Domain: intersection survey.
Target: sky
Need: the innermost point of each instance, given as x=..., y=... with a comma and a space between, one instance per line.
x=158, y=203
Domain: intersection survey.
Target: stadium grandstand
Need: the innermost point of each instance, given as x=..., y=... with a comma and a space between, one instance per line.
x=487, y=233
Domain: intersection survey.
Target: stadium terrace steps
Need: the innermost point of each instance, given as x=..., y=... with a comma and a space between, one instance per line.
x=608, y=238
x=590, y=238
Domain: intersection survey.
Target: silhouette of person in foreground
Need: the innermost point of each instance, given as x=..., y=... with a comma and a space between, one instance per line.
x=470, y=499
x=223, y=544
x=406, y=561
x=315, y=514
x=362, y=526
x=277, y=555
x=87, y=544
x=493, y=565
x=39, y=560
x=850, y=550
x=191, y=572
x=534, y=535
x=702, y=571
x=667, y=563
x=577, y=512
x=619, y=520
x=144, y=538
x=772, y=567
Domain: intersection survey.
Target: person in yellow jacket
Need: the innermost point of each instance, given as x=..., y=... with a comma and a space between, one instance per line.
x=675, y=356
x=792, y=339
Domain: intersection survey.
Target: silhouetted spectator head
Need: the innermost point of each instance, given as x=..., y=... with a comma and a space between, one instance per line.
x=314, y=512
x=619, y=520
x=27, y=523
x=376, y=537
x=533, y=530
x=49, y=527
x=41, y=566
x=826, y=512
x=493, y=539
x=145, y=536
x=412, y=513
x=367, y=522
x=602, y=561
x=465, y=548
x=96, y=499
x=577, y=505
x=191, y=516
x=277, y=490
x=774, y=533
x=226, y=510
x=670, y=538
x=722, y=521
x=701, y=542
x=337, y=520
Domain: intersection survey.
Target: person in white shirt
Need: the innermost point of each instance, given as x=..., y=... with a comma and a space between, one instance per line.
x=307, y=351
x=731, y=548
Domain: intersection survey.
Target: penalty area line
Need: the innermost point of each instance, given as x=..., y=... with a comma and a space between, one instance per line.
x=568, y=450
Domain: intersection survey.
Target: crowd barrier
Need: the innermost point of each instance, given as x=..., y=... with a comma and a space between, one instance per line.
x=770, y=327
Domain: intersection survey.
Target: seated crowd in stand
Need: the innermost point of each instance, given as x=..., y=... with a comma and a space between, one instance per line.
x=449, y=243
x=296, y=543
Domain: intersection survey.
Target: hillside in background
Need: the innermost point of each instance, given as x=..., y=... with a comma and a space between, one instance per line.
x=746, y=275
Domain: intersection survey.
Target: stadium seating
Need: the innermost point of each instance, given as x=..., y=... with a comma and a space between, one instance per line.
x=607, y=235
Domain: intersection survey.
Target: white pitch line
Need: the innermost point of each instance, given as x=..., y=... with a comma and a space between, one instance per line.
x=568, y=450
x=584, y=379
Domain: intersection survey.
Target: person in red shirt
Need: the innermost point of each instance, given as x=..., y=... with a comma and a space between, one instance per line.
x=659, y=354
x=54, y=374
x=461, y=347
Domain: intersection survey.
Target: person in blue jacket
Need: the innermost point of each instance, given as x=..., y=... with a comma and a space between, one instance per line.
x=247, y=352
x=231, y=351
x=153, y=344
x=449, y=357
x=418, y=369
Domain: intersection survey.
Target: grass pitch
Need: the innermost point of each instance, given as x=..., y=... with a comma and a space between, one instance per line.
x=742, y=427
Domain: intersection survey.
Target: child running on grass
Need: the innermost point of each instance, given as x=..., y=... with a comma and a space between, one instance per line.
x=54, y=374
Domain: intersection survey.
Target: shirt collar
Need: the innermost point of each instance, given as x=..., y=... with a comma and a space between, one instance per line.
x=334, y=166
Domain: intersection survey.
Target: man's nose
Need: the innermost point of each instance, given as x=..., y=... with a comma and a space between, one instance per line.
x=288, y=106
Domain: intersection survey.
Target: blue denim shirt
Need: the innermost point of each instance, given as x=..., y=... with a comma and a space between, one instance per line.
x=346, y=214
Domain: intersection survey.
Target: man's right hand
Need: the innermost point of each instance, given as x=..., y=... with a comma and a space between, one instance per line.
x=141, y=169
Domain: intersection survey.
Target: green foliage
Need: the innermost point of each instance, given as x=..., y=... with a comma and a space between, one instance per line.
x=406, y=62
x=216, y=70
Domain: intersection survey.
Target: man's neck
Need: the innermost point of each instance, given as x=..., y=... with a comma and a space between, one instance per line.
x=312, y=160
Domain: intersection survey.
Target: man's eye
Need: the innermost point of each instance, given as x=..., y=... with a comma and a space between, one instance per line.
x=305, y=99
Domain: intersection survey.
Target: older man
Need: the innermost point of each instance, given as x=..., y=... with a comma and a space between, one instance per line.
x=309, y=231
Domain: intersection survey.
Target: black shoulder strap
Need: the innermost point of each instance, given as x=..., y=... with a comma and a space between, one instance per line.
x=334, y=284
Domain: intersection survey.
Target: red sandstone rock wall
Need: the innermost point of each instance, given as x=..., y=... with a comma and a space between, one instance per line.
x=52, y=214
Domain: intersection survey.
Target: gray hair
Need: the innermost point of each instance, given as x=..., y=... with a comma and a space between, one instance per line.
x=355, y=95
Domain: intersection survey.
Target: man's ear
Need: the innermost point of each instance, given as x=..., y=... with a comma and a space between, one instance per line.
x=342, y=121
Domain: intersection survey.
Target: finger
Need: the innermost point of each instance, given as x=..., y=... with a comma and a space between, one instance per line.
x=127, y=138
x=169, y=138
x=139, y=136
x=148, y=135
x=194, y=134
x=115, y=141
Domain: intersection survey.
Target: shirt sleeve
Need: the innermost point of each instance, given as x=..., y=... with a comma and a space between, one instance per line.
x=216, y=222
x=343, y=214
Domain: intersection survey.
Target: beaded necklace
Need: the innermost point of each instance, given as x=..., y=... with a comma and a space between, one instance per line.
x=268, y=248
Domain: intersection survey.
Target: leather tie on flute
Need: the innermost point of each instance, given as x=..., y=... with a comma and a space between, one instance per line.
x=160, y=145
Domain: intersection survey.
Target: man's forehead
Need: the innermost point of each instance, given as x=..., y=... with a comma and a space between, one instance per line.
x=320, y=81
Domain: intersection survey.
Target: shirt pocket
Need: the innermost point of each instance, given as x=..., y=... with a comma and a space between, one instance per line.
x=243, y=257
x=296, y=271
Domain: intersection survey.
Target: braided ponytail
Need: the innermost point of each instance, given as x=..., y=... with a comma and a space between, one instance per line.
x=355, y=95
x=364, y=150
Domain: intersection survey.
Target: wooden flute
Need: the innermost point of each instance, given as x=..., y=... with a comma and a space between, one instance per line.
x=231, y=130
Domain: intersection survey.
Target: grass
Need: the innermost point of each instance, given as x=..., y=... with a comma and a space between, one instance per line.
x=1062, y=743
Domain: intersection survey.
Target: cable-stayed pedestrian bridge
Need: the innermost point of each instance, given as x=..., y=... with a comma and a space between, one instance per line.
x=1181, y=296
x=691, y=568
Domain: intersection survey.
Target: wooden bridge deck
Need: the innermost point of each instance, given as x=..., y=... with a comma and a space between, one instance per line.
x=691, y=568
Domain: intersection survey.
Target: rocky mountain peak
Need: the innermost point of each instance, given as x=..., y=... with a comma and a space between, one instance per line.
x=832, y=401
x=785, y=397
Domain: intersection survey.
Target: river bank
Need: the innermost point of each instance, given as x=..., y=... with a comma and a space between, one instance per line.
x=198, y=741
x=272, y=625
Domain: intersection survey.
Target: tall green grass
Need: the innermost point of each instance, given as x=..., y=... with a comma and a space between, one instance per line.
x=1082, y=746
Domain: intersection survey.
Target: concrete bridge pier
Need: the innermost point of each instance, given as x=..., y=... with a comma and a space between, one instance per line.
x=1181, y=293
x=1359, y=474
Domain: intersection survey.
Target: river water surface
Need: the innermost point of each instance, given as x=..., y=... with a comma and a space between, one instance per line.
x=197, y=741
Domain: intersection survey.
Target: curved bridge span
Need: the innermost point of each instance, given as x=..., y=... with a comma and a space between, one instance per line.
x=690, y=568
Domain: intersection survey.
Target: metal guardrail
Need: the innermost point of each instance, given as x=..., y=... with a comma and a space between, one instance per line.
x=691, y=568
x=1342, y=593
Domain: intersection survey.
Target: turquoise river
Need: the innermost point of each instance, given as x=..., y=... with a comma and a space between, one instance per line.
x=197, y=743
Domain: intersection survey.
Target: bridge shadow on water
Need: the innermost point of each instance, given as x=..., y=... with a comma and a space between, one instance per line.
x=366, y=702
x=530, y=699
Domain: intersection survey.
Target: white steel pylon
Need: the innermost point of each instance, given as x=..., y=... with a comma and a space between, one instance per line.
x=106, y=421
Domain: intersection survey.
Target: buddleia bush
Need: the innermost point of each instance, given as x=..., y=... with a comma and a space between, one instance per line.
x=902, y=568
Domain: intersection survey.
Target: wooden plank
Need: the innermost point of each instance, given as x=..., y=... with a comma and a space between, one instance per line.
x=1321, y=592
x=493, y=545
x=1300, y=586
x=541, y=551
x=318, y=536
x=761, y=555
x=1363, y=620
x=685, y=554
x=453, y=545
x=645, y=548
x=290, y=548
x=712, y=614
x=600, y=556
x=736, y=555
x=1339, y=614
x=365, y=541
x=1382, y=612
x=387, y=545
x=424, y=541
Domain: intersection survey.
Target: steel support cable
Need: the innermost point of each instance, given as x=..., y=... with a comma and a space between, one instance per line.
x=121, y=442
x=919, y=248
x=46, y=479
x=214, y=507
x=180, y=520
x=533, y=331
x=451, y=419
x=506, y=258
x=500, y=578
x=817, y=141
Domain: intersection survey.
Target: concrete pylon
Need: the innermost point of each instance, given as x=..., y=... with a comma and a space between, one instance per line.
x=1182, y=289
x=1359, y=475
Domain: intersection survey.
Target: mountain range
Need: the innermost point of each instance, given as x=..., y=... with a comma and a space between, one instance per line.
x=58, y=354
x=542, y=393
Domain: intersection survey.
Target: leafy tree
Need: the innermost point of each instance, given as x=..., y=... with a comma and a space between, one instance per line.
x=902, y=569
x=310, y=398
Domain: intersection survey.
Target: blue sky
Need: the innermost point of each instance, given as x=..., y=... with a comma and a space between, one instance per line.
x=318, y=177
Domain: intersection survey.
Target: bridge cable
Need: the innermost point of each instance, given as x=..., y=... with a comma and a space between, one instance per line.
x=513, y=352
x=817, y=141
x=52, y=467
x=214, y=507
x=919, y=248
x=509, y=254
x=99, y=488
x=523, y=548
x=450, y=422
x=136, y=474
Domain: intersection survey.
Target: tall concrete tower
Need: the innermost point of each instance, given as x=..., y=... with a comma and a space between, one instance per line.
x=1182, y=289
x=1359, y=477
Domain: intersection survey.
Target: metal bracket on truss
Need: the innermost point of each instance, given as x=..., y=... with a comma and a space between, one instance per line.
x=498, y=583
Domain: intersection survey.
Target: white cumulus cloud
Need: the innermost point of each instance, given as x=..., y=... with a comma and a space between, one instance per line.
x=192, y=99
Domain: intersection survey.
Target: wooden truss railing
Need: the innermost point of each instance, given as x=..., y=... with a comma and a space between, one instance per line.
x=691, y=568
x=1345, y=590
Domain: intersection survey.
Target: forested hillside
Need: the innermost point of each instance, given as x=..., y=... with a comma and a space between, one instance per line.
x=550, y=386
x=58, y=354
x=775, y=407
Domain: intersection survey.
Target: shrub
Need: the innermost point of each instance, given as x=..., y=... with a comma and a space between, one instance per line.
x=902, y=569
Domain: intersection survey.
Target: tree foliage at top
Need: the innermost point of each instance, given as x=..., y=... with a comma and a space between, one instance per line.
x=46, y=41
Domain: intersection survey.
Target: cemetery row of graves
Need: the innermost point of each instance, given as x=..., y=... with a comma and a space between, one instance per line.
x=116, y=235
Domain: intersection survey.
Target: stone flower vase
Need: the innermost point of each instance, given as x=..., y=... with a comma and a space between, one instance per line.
::::
WHAT YOU SHOULD DO —
Find each line in the records above that contains the word "pylon", and copy those lines.

RESPONSE —
Target: white steel pylon
Target: concrete pylon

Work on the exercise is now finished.